RECORDS:
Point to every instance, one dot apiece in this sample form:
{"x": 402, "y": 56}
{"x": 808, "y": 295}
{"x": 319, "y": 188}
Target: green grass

TASK TO CARRY OUT: An exact copy of every entry is what's needed, so retype them all.

THE ANSWER:
Point to every instance, one dot apiece in this sample form:
{"x": 402, "y": 56}
{"x": 808, "y": 295}
{"x": 319, "y": 188}
Target: green grass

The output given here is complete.